* [Your goal]:
Reproduce the entries word for word, and omit any picture you find in them.

* [Records provided]:

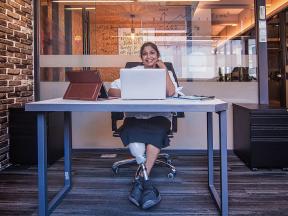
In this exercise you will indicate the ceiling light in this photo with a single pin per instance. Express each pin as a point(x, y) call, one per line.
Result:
point(150, 31)
point(229, 24)
point(92, 1)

* [Written reply]:
In this exercise you will indicate the ceiling light in this photo with a single pin per instance. Express each pin as a point(x, y) call, one per line.
Result:
point(150, 31)
point(229, 24)
point(92, 1)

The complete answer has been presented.